Saturday, 28 June 2008

The Big Fat Gay Quaker Wedding IV

I am still recounting my adventures during my friends’ Big Fat Gay Quaker Wedding. In part one, I talked about events leading to the wedding day. In part two, I share random bits about setting up and tearing down. In part 3, I talk about the actual ceremony and the reception and finally, here I will share some general reflections on the entire weekend.

Reflections on the weekend

Quaker Weddings If I get married someday, and I have to have a wedding, I want a Quaker wedding. I am not a Quaker, although I do agree with and respect all of the important tenets Quakers hold. Truthfully, at this point, if I could have a Quaker meeting that was more programmed (i.e. there was more beside the hour of silent worship with interspersed revelations (?) from people during their weekly meetings), I would probably be a Quaker. I love the idea of the weekly hour of silence. In a world of too busy (for nothing) people, I can well appreciate the need to stop, and be silent, and simply be, to think/reflect or commune with the spirit or a higher being (which ever one it is you believe in). I do however still like (and need) that aspect of worship that involves singing hymns and songs (and clapping and dancing) with other believers, and having the opportunity to hear someone share on some topic/scripture (even if I don’t always (usually) agree with everything they say). But I still wish I could have a Quaker wedding. Because this wedding was simply the most personal, and inclusive (in a lot of ways) and heart warming experience I have ever had at a wedding.

────────────────

**Work to be completed**
Write the next part of the blog post on the Quaker wedding, picking up after its last sentence. The records that come next have no connection to the blog post.

**Listed records**
────────────────

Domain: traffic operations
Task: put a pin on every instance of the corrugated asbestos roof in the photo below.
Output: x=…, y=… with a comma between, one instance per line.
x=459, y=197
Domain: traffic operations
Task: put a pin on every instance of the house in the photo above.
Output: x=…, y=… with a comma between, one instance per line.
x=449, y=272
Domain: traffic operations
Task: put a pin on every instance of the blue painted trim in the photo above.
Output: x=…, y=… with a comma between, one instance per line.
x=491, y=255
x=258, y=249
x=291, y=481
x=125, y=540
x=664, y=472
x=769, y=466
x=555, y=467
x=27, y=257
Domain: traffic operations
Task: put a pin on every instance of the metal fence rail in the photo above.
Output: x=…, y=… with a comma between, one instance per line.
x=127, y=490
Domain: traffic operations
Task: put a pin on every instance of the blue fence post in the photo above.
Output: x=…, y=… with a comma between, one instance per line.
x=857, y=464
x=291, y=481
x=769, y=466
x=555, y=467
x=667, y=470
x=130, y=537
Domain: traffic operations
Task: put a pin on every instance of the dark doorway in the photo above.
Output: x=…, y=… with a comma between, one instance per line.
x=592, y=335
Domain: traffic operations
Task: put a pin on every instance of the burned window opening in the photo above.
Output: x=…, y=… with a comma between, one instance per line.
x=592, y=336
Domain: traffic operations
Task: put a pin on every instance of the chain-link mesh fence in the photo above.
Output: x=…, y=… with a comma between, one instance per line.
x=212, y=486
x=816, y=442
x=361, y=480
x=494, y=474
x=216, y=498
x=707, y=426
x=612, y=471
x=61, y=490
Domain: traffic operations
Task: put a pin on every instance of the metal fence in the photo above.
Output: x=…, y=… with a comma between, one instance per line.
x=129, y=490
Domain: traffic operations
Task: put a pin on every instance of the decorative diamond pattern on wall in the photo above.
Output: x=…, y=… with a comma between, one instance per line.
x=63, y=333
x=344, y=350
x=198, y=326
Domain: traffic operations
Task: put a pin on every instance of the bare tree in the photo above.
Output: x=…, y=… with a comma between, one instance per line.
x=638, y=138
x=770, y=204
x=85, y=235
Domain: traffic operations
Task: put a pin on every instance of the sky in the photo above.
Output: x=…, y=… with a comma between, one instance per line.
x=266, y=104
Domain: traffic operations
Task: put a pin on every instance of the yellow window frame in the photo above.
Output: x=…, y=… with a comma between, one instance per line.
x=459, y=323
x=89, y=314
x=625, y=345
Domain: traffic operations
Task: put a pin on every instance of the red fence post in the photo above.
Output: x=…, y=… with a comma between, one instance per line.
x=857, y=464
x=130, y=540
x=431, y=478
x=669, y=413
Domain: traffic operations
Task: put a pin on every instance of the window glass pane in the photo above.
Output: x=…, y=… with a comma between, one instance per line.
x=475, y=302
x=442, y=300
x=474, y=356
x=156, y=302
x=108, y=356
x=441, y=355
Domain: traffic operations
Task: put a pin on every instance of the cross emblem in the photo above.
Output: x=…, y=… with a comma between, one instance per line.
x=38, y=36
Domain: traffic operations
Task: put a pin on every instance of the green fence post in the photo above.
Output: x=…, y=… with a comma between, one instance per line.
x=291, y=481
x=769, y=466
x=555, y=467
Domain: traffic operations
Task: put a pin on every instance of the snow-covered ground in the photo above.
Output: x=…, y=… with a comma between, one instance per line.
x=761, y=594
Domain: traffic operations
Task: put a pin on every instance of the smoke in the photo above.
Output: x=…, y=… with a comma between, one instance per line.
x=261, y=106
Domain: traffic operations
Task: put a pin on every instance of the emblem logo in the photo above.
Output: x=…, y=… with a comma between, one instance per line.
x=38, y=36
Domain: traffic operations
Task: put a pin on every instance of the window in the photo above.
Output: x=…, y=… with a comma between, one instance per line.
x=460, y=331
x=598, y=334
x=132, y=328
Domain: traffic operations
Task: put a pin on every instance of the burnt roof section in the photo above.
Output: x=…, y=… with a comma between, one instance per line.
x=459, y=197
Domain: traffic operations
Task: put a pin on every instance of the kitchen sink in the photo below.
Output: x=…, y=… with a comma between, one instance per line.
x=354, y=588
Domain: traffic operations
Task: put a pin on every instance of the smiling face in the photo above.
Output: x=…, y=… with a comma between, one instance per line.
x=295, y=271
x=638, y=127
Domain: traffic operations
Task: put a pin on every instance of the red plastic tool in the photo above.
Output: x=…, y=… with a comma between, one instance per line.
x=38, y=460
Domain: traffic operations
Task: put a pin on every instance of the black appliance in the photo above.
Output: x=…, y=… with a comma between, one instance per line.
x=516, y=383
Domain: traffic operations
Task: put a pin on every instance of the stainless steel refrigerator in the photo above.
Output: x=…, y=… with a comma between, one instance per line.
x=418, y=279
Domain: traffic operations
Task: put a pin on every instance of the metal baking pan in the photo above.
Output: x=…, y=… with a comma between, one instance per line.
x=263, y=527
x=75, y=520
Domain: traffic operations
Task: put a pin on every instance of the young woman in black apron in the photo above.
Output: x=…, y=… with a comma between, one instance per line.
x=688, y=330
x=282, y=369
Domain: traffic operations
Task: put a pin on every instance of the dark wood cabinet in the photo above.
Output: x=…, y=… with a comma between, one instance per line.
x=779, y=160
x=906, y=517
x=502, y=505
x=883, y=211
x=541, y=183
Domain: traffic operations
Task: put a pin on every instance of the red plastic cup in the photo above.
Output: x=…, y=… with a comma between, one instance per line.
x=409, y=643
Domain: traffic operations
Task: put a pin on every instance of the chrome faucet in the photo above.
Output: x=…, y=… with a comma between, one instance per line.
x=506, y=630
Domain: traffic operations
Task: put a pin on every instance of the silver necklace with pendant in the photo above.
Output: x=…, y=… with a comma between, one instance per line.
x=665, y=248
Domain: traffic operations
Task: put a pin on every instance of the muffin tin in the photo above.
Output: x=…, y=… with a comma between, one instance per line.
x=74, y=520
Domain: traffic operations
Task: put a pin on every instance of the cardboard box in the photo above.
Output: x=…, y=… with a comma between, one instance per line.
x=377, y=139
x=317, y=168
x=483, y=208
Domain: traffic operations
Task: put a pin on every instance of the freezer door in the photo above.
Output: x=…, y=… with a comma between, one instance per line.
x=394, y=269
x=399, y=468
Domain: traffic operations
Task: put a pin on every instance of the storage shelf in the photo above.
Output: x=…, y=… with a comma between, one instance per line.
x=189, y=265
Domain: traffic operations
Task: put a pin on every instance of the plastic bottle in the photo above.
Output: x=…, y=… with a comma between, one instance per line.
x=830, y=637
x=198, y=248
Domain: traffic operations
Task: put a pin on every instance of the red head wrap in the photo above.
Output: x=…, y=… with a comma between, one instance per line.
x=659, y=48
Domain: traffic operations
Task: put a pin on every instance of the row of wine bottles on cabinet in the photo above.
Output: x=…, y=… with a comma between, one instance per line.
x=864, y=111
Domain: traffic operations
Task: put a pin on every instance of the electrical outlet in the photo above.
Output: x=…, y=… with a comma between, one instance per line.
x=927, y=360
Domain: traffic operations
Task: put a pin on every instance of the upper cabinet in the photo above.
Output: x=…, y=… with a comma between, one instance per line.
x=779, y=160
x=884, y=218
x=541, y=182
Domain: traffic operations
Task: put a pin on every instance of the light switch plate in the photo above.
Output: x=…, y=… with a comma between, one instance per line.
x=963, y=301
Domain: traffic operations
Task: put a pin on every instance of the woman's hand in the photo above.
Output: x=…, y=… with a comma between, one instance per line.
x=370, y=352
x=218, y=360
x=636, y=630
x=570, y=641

────────────────

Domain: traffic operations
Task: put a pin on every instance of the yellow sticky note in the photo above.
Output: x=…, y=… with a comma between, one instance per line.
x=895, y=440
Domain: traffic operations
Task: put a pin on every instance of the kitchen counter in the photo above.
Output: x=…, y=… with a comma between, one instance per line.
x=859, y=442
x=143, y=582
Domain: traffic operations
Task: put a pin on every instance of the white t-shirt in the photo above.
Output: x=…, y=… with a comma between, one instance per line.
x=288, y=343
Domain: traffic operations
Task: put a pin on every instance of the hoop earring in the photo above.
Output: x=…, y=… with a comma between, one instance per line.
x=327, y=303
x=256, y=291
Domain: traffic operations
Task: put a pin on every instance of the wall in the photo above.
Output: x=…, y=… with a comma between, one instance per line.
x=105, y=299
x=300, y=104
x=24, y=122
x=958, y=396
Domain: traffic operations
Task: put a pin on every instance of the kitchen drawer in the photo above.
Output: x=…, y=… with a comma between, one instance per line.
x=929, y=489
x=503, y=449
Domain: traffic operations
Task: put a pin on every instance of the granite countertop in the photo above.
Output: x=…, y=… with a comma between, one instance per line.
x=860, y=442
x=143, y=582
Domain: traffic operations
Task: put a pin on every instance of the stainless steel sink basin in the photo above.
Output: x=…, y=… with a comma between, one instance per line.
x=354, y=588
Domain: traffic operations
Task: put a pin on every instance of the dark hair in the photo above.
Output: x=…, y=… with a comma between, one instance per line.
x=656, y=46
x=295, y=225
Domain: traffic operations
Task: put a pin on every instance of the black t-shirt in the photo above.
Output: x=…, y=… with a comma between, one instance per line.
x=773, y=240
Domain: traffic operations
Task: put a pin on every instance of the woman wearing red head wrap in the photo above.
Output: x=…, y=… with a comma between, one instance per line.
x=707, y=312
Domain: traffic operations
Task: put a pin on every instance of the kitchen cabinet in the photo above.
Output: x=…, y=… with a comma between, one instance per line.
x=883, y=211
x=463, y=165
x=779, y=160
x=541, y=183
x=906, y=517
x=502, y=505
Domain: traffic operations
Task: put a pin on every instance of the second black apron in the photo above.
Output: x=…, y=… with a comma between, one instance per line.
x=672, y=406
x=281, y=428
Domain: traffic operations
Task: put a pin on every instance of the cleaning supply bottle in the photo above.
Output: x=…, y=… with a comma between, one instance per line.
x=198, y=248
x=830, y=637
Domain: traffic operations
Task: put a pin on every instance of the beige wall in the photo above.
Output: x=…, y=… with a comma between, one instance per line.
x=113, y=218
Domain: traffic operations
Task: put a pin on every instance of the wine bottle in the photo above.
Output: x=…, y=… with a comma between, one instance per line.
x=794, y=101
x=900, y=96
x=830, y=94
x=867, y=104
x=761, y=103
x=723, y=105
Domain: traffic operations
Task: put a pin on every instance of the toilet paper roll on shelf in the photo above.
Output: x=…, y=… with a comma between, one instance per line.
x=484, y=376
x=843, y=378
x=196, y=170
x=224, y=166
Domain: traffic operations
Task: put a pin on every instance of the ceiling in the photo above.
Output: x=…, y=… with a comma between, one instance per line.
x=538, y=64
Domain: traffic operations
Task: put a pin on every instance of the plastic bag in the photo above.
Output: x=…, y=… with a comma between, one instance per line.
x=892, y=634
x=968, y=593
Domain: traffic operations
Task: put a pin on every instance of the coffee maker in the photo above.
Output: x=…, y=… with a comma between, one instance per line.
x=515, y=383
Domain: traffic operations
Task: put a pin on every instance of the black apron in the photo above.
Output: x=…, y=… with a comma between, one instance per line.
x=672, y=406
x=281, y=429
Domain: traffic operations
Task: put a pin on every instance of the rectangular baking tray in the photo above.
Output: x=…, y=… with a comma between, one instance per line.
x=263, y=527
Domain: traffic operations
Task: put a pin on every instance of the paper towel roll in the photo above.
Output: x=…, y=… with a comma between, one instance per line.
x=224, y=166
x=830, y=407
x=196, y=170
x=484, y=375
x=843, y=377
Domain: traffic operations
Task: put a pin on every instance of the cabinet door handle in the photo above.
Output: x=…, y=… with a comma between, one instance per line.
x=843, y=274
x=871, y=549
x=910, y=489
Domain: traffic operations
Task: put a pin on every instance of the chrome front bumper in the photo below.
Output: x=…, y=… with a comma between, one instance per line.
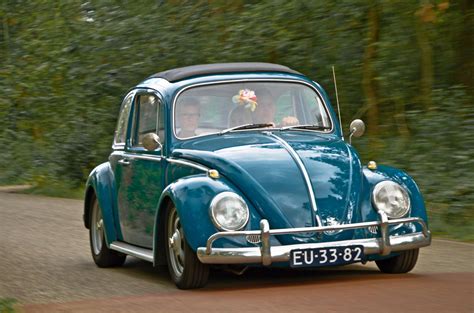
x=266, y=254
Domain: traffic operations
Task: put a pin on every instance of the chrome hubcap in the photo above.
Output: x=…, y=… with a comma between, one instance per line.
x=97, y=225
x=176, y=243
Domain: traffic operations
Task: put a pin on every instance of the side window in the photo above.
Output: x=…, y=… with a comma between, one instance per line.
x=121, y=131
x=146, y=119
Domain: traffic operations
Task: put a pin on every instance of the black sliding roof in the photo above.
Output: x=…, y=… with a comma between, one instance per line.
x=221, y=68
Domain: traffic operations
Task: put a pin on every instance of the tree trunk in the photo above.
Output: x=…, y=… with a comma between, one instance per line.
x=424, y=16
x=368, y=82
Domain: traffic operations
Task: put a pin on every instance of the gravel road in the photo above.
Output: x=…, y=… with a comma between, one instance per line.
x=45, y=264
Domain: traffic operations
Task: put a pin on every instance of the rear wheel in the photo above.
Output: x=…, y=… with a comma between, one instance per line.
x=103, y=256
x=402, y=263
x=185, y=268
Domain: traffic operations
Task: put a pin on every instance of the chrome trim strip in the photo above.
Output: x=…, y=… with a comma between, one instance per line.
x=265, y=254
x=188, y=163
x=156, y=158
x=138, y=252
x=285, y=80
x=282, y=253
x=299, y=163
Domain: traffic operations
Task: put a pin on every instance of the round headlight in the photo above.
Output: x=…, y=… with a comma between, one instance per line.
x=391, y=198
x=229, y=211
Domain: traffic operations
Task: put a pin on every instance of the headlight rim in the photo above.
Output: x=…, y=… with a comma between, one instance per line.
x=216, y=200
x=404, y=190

────────────────

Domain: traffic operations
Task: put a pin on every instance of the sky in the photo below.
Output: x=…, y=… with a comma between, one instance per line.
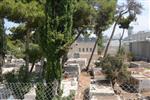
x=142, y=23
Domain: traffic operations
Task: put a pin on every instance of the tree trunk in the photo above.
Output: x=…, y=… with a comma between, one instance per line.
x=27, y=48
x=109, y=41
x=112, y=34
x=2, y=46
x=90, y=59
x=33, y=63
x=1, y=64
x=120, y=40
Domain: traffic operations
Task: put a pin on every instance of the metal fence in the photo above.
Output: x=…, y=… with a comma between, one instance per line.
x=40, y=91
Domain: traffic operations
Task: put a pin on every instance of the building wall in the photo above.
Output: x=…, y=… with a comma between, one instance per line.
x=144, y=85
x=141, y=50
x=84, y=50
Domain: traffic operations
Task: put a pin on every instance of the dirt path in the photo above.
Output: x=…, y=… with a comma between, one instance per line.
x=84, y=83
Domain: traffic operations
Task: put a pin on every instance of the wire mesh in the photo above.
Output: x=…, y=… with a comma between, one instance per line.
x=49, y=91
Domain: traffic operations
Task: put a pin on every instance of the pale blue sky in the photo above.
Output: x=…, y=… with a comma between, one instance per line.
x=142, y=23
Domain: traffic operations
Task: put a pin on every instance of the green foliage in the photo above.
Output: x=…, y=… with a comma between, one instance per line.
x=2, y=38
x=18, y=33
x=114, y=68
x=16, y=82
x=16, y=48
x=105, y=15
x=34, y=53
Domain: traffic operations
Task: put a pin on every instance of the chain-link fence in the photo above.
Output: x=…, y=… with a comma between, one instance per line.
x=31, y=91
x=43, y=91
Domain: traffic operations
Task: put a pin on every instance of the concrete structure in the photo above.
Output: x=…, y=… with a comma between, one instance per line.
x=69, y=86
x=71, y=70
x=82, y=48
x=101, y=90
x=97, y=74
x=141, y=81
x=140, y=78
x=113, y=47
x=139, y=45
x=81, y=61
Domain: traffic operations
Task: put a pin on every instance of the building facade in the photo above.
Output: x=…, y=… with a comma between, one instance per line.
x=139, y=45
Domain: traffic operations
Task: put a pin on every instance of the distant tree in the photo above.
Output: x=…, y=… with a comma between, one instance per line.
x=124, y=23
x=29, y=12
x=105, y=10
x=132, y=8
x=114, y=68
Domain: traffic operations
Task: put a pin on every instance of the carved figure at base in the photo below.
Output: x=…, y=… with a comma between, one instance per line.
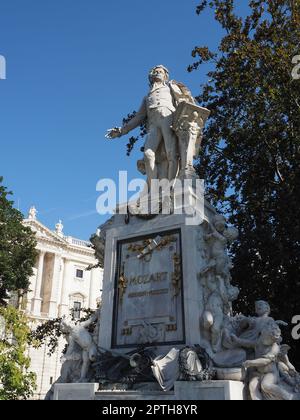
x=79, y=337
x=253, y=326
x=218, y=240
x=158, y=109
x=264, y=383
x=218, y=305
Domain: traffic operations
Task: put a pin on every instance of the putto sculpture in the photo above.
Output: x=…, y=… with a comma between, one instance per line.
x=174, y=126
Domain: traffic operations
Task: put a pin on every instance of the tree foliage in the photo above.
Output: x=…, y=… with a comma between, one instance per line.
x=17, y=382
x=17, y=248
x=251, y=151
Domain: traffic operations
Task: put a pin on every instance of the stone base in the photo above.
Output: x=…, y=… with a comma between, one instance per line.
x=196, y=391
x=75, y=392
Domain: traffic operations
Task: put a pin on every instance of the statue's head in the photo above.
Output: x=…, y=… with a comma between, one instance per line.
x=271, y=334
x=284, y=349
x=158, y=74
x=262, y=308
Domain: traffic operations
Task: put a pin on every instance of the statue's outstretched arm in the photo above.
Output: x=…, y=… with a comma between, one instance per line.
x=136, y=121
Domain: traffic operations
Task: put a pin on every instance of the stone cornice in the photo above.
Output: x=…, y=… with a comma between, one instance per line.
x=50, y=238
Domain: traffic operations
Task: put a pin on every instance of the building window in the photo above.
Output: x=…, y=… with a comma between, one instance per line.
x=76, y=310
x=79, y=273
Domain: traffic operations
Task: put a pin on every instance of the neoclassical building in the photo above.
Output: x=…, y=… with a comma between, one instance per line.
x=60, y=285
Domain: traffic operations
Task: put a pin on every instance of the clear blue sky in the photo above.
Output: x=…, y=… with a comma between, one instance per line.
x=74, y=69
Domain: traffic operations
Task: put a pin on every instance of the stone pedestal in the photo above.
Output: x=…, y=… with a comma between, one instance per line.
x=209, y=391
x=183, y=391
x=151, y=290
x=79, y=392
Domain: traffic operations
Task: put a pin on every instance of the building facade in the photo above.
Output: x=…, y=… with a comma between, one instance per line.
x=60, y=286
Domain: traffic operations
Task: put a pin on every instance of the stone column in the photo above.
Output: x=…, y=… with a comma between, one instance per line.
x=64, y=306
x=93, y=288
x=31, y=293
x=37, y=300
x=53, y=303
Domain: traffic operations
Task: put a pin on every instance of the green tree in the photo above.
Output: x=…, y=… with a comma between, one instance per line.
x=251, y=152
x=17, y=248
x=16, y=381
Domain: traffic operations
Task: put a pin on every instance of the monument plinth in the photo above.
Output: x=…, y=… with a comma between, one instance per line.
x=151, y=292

────────────────

**Answer below**
Community To corrupt an old saying, “It takes an entire community to pull off a great wedding.” I know very well that this wedding was such a remarkable success because of all the people who came together to pull it through. Every so often, I get really frustrated with people, and friends, and family and relationships in general. In these times, I have often wondered (aloud sometimes) what life would be without such encumbrances as relationships and people. In such times, I have often felt that life would be so much simpler if I lived in it by myself, or at least I didn’t have any personal connections with anyone else. But this weekend, I saw people come together. I worked with people who are friends and strangers to pull off this wedding. As I strengthened old friendships, and formed new relationships and most importantly when I made wonderful new memories involving these old and new friends, I rethought the importance of relationships. I remembered that all the negatives-arguments and disagreements and bickering do not take away from the strengths of friendships – unwavering support and love and affection and hugs and laughter and even the tears. I really love my friends and wouldn’t give them up for anything.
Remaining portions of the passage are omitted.